Repeat back the listing below, word for word and in full.

◆ Records provided ◆
↓↓↓

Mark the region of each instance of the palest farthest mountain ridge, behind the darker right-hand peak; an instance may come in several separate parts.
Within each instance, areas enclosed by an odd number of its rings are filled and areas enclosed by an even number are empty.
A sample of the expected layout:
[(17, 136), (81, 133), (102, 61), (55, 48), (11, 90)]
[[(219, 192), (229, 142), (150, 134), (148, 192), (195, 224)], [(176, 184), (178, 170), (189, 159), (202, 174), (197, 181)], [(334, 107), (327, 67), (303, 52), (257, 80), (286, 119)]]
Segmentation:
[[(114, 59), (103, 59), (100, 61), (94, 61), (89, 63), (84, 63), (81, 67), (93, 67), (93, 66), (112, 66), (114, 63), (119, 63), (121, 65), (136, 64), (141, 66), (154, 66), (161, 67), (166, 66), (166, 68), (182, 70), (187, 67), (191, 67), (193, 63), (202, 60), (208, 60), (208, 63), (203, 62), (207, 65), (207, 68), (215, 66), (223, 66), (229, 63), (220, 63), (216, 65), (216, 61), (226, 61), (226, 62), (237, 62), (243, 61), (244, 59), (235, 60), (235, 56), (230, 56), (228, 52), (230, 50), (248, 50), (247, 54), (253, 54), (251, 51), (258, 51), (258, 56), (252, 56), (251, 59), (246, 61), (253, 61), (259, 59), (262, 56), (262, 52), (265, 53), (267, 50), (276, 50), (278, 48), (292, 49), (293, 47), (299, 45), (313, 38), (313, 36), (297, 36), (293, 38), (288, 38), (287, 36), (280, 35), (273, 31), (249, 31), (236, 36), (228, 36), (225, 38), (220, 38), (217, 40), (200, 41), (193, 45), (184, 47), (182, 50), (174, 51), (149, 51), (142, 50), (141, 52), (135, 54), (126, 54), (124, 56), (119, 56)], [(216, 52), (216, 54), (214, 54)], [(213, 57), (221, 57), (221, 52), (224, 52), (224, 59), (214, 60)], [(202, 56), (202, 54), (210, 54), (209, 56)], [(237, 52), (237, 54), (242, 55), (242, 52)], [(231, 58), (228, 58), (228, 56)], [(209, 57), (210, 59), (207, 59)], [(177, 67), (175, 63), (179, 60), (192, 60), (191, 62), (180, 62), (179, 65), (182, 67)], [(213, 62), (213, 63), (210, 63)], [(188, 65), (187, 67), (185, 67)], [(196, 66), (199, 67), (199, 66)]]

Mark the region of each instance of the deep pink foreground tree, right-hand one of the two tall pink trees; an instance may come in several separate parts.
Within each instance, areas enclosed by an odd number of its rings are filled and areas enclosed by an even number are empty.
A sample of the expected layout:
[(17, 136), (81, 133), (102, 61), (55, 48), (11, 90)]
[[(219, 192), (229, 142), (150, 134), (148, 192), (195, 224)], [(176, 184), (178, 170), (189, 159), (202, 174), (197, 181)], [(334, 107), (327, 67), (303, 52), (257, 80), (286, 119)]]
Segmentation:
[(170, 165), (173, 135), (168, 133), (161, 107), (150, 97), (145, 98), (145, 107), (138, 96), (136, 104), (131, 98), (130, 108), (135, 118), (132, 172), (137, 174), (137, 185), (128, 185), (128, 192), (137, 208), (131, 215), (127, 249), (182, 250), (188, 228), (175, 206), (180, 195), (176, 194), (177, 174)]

↑↑↑

◆ Response below ◆
Mark the region of each instance of the palest farthest mountain ridge, behind the darker right-hand peak; an instance may come in several separate parts.
Within each instance, areas enclosed by an odd number of its rings are filled and areas enclosed by an even number are empty.
A sample of the expected layout:
[(17, 136), (81, 133), (102, 61), (55, 48), (11, 90)]
[[(219, 192), (229, 142), (150, 134), (148, 192), (195, 224)], [(176, 184), (178, 170), (189, 159), (202, 174), (197, 181)], [(334, 107), (327, 67), (303, 52), (257, 80), (286, 119)]]
Segmentation:
[[(114, 59), (103, 59), (100, 61), (94, 61), (89, 63), (84, 63), (81, 67), (93, 67), (93, 66), (112, 66), (114, 63), (119, 63), (121, 65), (136, 64), (141, 66), (154, 66), (161, 67), (166, 66), (166, 68), (182, 70), (187, 67), (191, 67), (193, 63), (202, 60), (208, 60), (208, 63), (203, 62), (207, 65), (207, 68), (215, 66), (223, 66), (229, 63), (220, 63), (216, 65), (216, 61), (226, 61), (226, 62), (237, 62), (243, 61), (244, 59), (235, 60), (235, 56), (230, 56), (228, 52), (230, 50), (248, 50), (247, 54), (253, 54), (251, 51), (258, 51), (258, 56), (252, 56), (251, 59), (246, 61), (253, 61), (259, 59), (262, 56), (262, 52), (265, 53), (267, 50), (276, 50), (278, 48), (292, 49), (293, 47), (299, 45), (313, 38), (313, 36), (297, 36), (293, 38), (288, 38), (287, 36), (280, 35), (273, 31), (249, 31), (236, 36), (228, 36), (225, 38), (220, 38), (217, 40), (200, 41), (193, 45), (184, 47), (182, 50), (174, 51), (149, 51), (142, 50), (141, 52), (135, 54), (126, 54), (124, 56), (119, 56)], [(216, 52), (216, 54), (214, 54)], [(213, 57), (221, 57), (221, 52), (224, 52), (224, 59), (214, 60)], [(202, 56), (202, 54), (210, 54), (209, 56)], [(237, 52), (237, 54), (242, 55), (242, 52)], [(231, 58), (228, 58), (228, 56)], [(209, 57), (210, 59), (207, 59)], [(177, 67), (175, 63), (179, 60), (192, 60), (191, 62), (180, 62), (179, 65), (182, 67)], [(213, 62), (213, 63), (210, 63)], [(188, 65), (187, 67), (185, 67)], [(196, 66), (199, 67), (199, 66)]]

Mark the region of each instance of the deep pink foreground tree, right-hand one of the two tall pink trees; an instance may come in several separate parts.
Within each instance, areas enclosed by an odd number of its rings are filled and areas enclosed by an even number are empty.
A sample of the expected layout:
[(17, 136), (81, 133), (102, 61), (55, 48), (11, 90)]
[[(219, 192), (229, 142), (150, 134), (148, 192), (195, 224)], [(176, 184), (178, 170), (189, 159), (202, 174), (197, 181)], [(334, 107), (327, 67), (303, 52), (257, 80), (286, 119)]]
Segmentation:
[(170, 165), (173, 135), (168, 133), (161, 107), (150, 97), (145, 98), (145, 107), (138, 96), (136, 104), (131, 98), (130, 108), (135, 118), (132, 172), (137, 174), (137, 185), (128, 185), (128, 192), (137, 208), (131, 215), (127, 249), (182, 250), (188, 228), (175, 206), (180, 195), (176, 194), (177, 174)]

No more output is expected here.